[WHAT IS BEING ASKED]
Everything in the listing should be copied exactly, save for the pictures.

[SUPPLIED DATA]
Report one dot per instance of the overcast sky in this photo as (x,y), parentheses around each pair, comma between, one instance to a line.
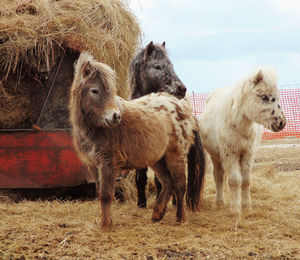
(214,43)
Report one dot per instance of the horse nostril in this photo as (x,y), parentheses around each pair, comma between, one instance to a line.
(181,90)
(116,117)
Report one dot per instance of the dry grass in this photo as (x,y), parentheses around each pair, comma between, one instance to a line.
(32,33)
(69,230)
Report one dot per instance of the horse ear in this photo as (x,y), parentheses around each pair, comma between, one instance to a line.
(258,77)
(86,69)
(148,50)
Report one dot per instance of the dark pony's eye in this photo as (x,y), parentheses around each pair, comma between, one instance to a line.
(94,91)
(157,67)
(264,98)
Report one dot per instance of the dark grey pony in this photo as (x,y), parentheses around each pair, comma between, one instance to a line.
(151,71)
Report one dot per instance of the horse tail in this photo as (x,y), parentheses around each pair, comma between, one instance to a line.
(196,172)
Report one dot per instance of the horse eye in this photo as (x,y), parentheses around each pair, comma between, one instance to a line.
(94,91)
(156,66)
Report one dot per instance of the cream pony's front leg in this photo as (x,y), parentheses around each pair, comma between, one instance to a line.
(232,168)
(219,181)
(246,165)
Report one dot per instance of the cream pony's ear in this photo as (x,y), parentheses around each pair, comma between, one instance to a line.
(258,77)
(86,69)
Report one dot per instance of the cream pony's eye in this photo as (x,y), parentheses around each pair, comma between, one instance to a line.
(94,91)
(157,66)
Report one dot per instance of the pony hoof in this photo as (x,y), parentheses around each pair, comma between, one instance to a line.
(142,205)
(106,228)
(180,220)
(220,204)
(235,211)
(156,217)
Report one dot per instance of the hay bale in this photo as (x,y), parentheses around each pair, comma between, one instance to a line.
(34,35)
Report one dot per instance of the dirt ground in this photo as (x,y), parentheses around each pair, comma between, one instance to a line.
(71,230)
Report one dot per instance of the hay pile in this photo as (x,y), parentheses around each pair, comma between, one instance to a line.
(34,34)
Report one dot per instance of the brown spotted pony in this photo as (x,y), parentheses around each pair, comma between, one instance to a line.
(112,135)
(151,71)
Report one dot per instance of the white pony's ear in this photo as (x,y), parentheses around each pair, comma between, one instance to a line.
(258,78)
(86,69)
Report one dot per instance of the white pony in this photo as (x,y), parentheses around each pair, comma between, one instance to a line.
(230,127)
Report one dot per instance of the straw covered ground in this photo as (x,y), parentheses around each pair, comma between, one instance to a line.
(70,229)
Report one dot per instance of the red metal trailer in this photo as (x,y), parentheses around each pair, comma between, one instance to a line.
(39,159)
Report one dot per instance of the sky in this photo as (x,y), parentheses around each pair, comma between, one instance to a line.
(215,43)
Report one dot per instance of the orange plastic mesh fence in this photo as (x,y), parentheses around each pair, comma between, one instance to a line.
(290,103)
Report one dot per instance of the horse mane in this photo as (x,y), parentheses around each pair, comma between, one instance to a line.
(244,86)
(85,68)
(107,74)
(137,64)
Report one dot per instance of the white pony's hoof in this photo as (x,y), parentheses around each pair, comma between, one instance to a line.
(247,207)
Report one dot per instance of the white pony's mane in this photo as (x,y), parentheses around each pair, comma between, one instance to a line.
(269,77)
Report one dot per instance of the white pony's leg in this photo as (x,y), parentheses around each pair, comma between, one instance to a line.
(246,164)
(232,167)
(219,181)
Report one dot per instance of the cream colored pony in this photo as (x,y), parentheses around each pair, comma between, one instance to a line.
(230,127)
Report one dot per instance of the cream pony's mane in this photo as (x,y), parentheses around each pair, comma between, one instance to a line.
(107,74)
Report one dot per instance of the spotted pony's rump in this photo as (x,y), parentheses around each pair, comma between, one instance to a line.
(151,71)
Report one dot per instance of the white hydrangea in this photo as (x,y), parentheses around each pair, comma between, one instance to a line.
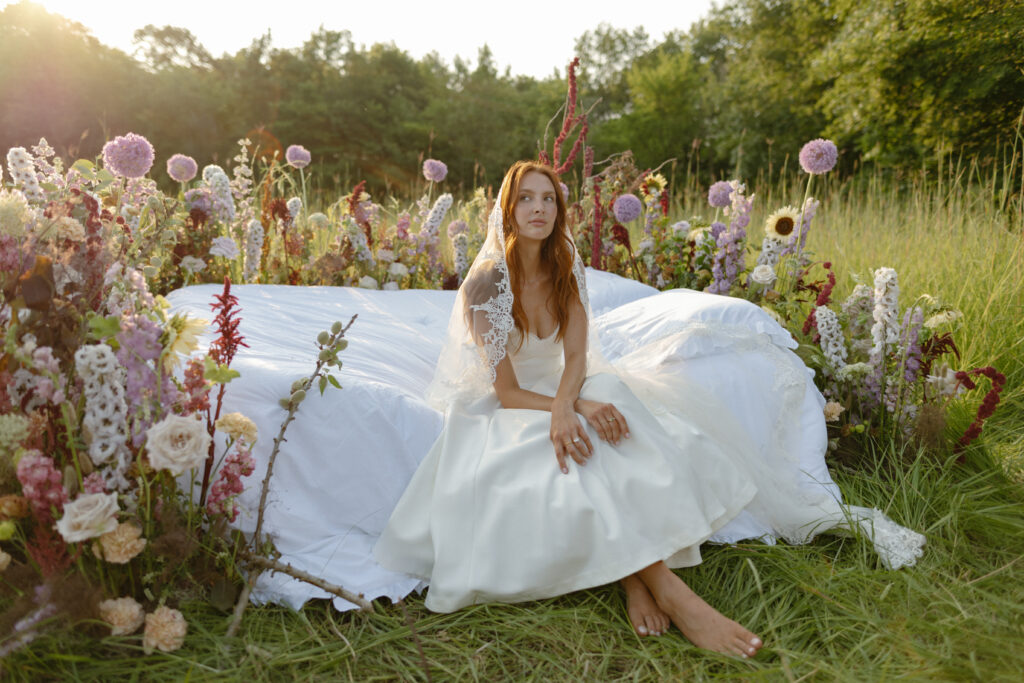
(436,215)
(886,312)
(104,424)
(254,248)
(832,337)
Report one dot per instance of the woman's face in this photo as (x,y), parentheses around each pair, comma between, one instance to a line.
(536,207)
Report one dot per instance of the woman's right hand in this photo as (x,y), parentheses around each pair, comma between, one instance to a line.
(605,419)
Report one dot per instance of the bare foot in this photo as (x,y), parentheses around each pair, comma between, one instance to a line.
(646,616)
(701,624)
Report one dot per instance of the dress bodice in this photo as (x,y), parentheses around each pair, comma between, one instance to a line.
(536,358)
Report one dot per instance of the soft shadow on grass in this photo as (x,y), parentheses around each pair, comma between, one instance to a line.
(826,611)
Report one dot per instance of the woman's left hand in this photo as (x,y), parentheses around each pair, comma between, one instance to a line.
(568,436)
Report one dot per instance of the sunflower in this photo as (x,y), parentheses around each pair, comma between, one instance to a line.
(183,335)
(781,223)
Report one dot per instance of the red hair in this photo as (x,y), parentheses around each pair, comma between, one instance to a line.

[ANSWER SECTION]
Report one dot per instance of the overcast sky in this photo as (x,y), parentheses around each pair, comma between, one instance to a line.
(214,43)
Report one dot per instance of the horse nostril in this photo as (x,y), parentheses around each pair, comma between, one instance to a line.
(181,90)
(116,117)
Report one dot per instance of the dry grass in this photo as (x,y), parentheses around each pair, comma between, one instance to a line.
(32,33)
(69,230)
Report one dot per instance of the horse ear in this photo as (x,y), parentheses around each pair, comma between, one instance to a line.
(258,77)
(86,69)
(148,50)
Report one dot per instance of the dark pony's eye in this photo as (x,y), parentheses around each pair, comma between, one instance to a line.
(94,91)
(157,67)
(264,98)
Report one dot per instance of the dark grey pony in this photo as (x,y), parentheses around each pair, comma between, one instance to a line.
(151,71)
Report one dot per instance of the horse tail in this photo as (x,y), parentheses around each pair, comma between, one instance to a line.
(196,172)
Report one dot per instance of the horse eye in this photo as (x,y), parentheses around each pair, comma between, one instance to a line.
(94,91)
(156,66)
Report one dot per instance of the cream pony's front leg in this photo as (x,y), parentheses around each pair, comma between, one instance to a line.
(232,168)
(219,181)
(246,165)
Report one dot per instance of the cream pony's ear in this photo as (x,y), parentheses around each pair, comma between, one instance to a line.
(258,77)
(86,69)
Report one dot per instance of the cream pony's eye in this photo as (x,y), parentheses around each pair, comma between, one instance to a line.
(94,91)
(157,66)
Report one dot per instance of the pony hoof in this photo as (x,y), parentheses around each pair, comma between, one instance to a line.
(142,205)
(106,228)
(180,220)
(220,204)
(235,211)
(156,217)
Report one dot per instance of the hay bale in this photo as (x,y), parentheses around each pair, comma between, one instance to a line.
(34,35)
Report one dot per instance of the dirt ground in this photo as (x,y), parentheses around each pair, comma between, one instance to a line.
(71,230)
Report one dot per instance of the hay pile in this photo as (x,y), parentheses around each pair, comma between, one instance to a line.
(34,34)
Report one dot per instance of the brown spotted pony in this photo as (x,y), parentheses around each pair, comma between, one instance to a line.
(112,135)
(151,71)
Report one dot per instance of the white pony's ear in this photo as (x,y), parentheses around each pair, comma between, one instance to a line.
(258,78)
(86,69)
Report one dot per instance of the white pony in this photo as (x,y), parentheses around each pair, comma between, one instance to a line.
(230,127)
Report one dot per instance of the straw covered ground in this photo as (x,y), parentheses around each pair, comma between, one instance to a line.
(70,229)
Report one dot per instance of the red metal trailer in this photo as (x,y), parentheses around each pair, comma between, one instance to a line.
(39,159)
Report one dot per instance of the sky in this photo as (x,y), parentheses around each pair, comma between, one instance to a line.
(215,43)
Report one dot per instance of the orange plastic mesh fence in this photo as (x,y), parentheses around each pair, comma between, one instance to a line.
(290,103)
Report one dot per instance of the horse mane in this photo as (x,y), parentheses around each pair, comma between, one instance to a line.
(244,86)
(85,68)
(107,74)
(137,64)
Report one dot per instance of the white pony's hoof in this photo as (x,y), parentheses around each pair, comma between, one instance to a line.
(247,207)
Report one dot per instance of the white pony's mane in this photo as (x,y), parentheses around each pair, comma between, one instance to a line.
(269,77)
Report one dot per instance of the white pony's leg in this photo as (x,y), parentheses around each pair, comma between, one instance to a line.
(246,164)
(232,167)
(219,181)
Report one dot per instance of the cream colored pony in this photo as (x,y), parentheses around each pair, comma between, one instance to a line.
(230,127)
Report one dot per instance of the cream pony's mane in this photo as (x,y), parentheses around each pair, comma between, one instance to a line.
(107,74)
Report one dot per instance of the spotted pony's rump in this photo as (x,y), parentheses around each pair, comma between, one instance to a line.
(151,71)
Report one dot per instance of the white hydrangea in this photo as (x,y), parentheses around each pair, comma between, one instance to a line.
(436,215)
(886,312)
(104,424)
(254,248)
(832,337)
Report one dot per instance of the woman's face in this photo as (x,y), parentheses around each pair, comma between, one instance to a line.
(536,207)
Report one dot per instance of the woman's right hand in this photo as (x,y), parentheses around each pair, comma between, one instance to a line.
(605,419)
Report one dot per instance of the bare foot in this photo as (x,y), parentheses around each pair, comma between, one instance to a line.
(646,616)
(701,624)
Report one dot per instance of the dress bodice in this photo as (x,y), parentheses around each pair, comma between, one instance to a line.
(536,358)
Report one dot per instance of the soft shadow on grass in this photo as (x,y), parentheses around each pair, comma between, one instance to a line.
(826,611)
Report one dot per instance of the woman's left hand in this photo as (x,y), parentheses around each pair, comma between, one instance to a line.
(568,436)
Report one dot per instance of the sunflower in this photo as (x,y), parentheses around each pair, comma between, one instance to a line.
(183,335)
(781,223)
Report one dot per instance of the red hair in this photo as (x,y), parentheses around each pair, comma between, one instance to a line.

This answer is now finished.